======== Kutipan yang Diberikan ========
Budayawan: Pencitraan Jokowi Berlebihan

jokowi gak ngefek

TRANSINDONESIA.CO – Meningkatnya perolehan suara Prabowo Subianto dan cenderung mandeknya perolehan suara Joko Widodo dalam sejumlah survei calon presiden menunjukkan adanya gejala kejenuhan pada masyarakat.

Budayawan dan guru besar Universitas Jember, Jawa Timur, Ayu Sutarto, mengatakan, awalnya citra sosok Jokowi yang suka blusukan dan mau menyapa rakyat memang disenangi. Namun karena keunggulan dan citra Jokowi itu dieksploitasi berlebihan untuk menarik minat publik, hasilnya justru kontraproduktif.

“Sesuatu yang ‘too much’, berlebihan, akan bikin orang jadi capek, jadi eneg. Anda kalau minum air putih berlebihan kan juga sama, bisa bikin kelempoken (kekenyangan, bahasa Jawa),” kata Sutarto, saat dihubungi via ponsel, Rabu (25/6/2014).
========
- [Ketentuan Tugas 1]
Kembalikan setiap baris di bawah ini yang memuat kata "black". Perbedaan huruf besar dan kecil diperhitungkan.
======== Baris yang Disediakan ========
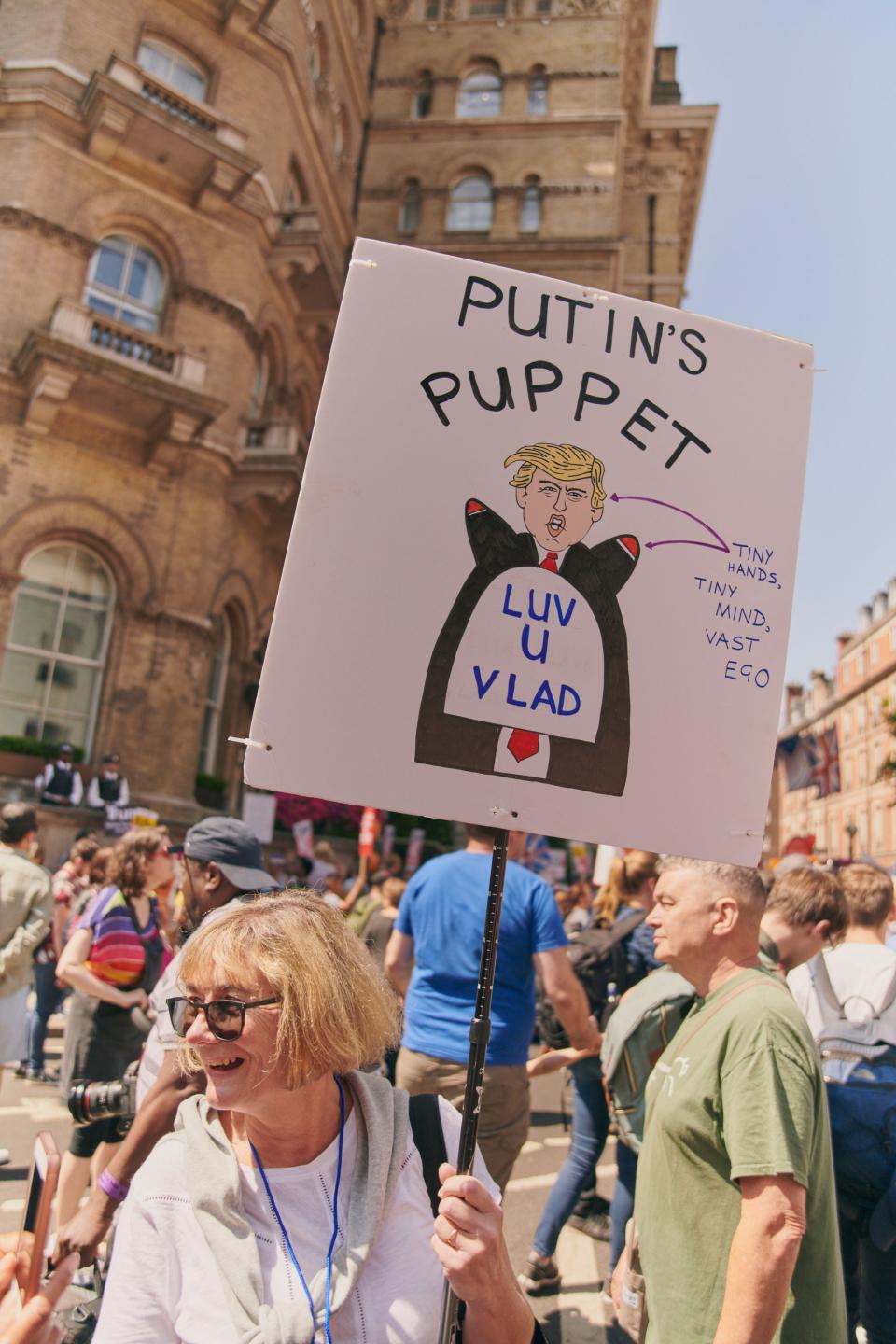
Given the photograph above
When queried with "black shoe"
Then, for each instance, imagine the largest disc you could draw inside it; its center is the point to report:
(42, 1075)
(593, 1225)
(539, 1277)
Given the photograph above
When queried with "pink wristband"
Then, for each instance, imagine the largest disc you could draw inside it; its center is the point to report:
(112, 1187)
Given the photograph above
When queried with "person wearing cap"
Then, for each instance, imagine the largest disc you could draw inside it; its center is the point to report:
(222, 867)
(109, 788)
(60, 782)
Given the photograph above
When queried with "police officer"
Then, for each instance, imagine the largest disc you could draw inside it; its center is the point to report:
(109, 788)
(60, 784)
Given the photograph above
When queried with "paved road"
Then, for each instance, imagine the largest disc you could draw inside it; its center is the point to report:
(572, 1316)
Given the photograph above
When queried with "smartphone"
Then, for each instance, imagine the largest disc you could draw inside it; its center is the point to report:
(35, 1222)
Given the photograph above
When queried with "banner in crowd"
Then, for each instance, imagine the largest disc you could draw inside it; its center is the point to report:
(590, 504)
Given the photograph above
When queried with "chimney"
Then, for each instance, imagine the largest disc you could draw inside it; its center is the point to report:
(665, 86)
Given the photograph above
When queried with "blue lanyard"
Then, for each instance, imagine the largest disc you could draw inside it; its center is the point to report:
(332, 1242)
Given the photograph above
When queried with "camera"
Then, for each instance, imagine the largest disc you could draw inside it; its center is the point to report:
(89, 1101)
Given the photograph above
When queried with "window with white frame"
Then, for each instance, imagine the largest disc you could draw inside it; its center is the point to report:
(422, 101)
(57, 647)
(409, 219)
(531, 207)
(165, 63)
(216, 693)
(877, 830)
(480, 93)
(470, 204)
(127, 283)
(536, 103)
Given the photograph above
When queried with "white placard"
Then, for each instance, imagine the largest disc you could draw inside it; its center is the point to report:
(590, 506)
(259, 811)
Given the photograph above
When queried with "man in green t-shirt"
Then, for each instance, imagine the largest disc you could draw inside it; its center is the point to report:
(735, 1197)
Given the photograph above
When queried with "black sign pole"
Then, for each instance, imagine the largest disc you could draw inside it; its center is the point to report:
(480, 1029)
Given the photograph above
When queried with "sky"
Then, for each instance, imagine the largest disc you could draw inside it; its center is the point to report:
(797, 235)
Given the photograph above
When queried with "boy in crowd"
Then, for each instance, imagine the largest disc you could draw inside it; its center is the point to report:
(862, 976)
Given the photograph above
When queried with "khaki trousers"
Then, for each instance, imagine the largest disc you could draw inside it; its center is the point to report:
(504, 1118)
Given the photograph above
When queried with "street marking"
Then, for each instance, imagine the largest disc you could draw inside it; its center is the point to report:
(547, 1179)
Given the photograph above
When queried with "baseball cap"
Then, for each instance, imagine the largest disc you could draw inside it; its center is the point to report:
(234, 848)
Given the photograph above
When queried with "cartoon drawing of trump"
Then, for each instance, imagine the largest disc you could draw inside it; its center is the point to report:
(529, 675)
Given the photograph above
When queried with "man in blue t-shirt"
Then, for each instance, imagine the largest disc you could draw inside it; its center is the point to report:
(433, 959)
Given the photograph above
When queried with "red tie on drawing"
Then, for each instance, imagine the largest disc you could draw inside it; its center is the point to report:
(523, 744)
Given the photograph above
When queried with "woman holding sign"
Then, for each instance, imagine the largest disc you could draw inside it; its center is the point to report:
(296, 1199)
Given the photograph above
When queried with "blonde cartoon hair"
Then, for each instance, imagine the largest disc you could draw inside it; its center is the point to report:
(562, 461)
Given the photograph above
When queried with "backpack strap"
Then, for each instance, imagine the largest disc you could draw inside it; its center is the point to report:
(428, 1140)
(889, 998)
(832, 1010)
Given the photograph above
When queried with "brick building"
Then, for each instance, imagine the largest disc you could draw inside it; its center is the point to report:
(546, 134)
(175, 220)
(856, 700)
(179, 196)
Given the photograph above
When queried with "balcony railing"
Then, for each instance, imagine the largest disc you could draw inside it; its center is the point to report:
(177, 105)
(132, 344)
(83, 327)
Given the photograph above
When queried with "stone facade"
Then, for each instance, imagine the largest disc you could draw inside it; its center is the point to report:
(857, 700)
(171, 455)
(586, 112)
(213, 156)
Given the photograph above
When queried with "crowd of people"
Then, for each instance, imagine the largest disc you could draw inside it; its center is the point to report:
(287, 1173)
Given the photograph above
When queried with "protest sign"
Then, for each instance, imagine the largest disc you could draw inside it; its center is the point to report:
(303, 837)
(592, 506)
(259, 813)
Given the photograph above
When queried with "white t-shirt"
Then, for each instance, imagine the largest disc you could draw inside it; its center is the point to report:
(164, 1285)
(860, 973)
========
- [Ketentuan Tugas 2]
Menurut kutipan tentang pencitraan Jokowi di atas, Ayu Sutarto menjadi guru besar di universitas mana?

- [Jawaban Lengkap 1]
When queried with "black shoe"
When queried with "black sign pole"

- [Jawaban Lengkap 2]
Ayu Sutarto adalah guru besar Universitas Jember, Jawa Timur.